Im Kapitalkostenaufschlag werden auf Antrag der Netzbetreiber neue Investitionen in der laufenden Regulierungsperiode in die Erlösobergrenze aufgenommen. Mit dem Kapitalkostenaufschlag werde sichergestellt, dass Investitionen unmittelbar und nicht erst nach Ende der fünfjährigen Regulierungsperiode zurückverdient werden können, so die BNetzA.

Variabler Basiszinssatz für neue Investitionen

Der Eigenkapitalzinssatz soll sich im Kapitalkostenaufschlag künftig aus einem jährlich variablen Basiszins (der Umlaufsrendite) zuzüglich eines konstanten angemessenen Wagniszuschlags von aktuell rund 3 Prozent ergeben. Bislang wurde demgegenüber für den Basiszins ein 10-Jahresdurchschnitt des risikolosen Zinssatzes herangezogen. Der risikolose Basiszins betrug bislang 0,74 Prozent. Im ersten Quartal 2023 beträgt dieser im Durchschnitt – wie auch jetzt aktuell Anfang Juni 2023 – 2,8 Prozent.

Ergänzt um die steuerlichen Folgen würde der Eigenkapitalzinssatz im Kapitalkostenabgleich nach den aktuellen Prognosen für 2024 etwa 7,09 Prozent, inkl. Gewerbesteuer etwa 8,1 Prozent betragen.

Zu lösende Aufgaben
(1) Wie hoch war laut dem Text zum Kapitalkostenaufschlag der risikolose Basiszins bislang?
(2) Gib aus dem Text zum Kapitalkostenaufschlag den Abschnitt von „Der Eigenkapitalzinssatz soll“ bis „2023 – 2,8 Prozent.“ wortgetreu wieder.
Das anschließende Material steht in keinem Zusammenhang mit dem Text zum Kapitalkostenaufschlag.

Daten zur Prüfung

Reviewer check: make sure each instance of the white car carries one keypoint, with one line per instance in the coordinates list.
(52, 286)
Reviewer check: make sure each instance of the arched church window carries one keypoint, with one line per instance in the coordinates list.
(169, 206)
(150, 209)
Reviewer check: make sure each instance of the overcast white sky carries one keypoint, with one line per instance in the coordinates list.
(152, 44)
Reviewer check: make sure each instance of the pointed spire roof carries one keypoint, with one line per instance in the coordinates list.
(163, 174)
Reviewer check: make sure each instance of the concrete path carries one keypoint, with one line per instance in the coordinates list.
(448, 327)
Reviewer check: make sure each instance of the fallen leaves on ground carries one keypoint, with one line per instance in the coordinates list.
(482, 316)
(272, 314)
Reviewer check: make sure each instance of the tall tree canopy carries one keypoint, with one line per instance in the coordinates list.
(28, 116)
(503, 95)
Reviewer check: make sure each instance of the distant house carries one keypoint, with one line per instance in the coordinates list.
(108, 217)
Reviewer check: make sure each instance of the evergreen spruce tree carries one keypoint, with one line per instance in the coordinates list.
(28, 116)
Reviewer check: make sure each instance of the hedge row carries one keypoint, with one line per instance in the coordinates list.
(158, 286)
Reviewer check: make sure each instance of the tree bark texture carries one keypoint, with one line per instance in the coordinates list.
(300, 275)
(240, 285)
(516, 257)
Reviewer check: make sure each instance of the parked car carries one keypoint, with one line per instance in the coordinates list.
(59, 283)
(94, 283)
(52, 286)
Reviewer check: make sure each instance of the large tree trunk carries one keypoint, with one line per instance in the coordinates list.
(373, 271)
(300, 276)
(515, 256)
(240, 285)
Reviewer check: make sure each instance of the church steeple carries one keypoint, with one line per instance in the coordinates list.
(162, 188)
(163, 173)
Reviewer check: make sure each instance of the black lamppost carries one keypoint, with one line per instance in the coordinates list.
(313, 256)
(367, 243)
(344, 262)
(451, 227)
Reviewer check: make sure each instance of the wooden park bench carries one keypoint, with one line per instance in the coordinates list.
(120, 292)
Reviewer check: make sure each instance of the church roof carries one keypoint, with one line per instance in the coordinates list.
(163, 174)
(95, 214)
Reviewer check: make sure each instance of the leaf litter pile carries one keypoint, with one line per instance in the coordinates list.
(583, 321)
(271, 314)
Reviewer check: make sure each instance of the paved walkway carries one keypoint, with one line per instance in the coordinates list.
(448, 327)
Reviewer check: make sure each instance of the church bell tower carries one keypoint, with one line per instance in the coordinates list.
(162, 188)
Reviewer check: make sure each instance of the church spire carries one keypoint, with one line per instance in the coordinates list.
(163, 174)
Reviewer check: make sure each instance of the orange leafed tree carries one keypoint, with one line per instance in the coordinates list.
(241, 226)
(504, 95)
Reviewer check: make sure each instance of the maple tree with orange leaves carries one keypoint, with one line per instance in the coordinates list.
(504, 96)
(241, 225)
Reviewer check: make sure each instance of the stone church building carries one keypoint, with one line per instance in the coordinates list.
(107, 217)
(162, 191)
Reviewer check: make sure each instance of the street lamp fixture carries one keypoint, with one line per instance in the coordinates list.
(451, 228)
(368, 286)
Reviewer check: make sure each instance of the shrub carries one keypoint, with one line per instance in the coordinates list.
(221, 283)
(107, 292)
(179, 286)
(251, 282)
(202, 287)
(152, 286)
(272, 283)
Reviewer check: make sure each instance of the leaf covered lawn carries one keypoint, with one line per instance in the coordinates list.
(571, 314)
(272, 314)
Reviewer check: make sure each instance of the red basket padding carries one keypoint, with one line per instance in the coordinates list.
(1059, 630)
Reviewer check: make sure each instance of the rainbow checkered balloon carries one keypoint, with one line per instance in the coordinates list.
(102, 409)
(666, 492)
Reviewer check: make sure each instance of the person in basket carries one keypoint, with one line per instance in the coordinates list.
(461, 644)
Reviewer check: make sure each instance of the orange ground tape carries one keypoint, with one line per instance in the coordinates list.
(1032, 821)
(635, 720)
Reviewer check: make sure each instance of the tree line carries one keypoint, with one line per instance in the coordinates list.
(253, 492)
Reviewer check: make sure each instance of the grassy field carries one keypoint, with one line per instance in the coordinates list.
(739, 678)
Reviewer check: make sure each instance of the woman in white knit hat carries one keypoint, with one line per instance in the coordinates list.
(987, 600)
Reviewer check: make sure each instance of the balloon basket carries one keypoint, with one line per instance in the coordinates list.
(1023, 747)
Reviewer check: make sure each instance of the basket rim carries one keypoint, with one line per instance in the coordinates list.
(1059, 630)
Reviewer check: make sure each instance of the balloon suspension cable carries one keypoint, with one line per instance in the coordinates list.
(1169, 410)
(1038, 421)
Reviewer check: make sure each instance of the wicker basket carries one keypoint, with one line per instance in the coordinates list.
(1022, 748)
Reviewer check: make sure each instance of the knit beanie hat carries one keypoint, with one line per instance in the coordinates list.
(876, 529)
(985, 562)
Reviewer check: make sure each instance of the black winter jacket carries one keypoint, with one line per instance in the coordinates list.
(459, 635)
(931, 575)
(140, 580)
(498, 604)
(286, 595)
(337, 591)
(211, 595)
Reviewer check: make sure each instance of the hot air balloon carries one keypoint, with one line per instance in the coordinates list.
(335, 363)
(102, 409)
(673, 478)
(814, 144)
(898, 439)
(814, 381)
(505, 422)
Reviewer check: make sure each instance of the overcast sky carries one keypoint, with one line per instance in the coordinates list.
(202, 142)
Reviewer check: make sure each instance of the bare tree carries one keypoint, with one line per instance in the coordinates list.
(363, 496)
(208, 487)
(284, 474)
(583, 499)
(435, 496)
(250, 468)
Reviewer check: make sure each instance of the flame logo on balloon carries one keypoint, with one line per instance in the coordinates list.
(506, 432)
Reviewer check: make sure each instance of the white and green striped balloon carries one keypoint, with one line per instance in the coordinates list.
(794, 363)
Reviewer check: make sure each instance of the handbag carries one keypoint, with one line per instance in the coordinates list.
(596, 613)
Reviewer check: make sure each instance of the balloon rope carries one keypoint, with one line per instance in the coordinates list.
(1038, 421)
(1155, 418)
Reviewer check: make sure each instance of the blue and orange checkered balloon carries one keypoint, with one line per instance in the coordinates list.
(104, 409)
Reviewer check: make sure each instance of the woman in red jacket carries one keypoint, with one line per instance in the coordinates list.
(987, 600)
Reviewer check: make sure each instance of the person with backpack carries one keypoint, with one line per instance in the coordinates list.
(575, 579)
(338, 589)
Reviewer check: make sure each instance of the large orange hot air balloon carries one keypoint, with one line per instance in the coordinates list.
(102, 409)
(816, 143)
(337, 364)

Ihre Antworten
(1) Er betrug bislang 0,74 Prozent.

(2)
Der Eigenkapitalzinssatz soll sich im Kapitalkostenaufschlag künftig aus einem jährlich variablen Basiszins (der Umlaufsrendite) zuzüglich eines konstanten angemessenen Wagniszuschlags von aktuell rund 3 Prozent ergeben. Bislang wurde demgegenüber für den Basiszins ein 10-Jahresdurchschnitt des risikolosen Zinssatzes herangezogen. Der risikolose Basiszins betrug bislang 0,74 Prozent. Im ersten Quartal 2023 beträgt dieser im Durchschnitt – wie auch jetzt aktuell Anfang Juni 2023 – 2,8 Prozent.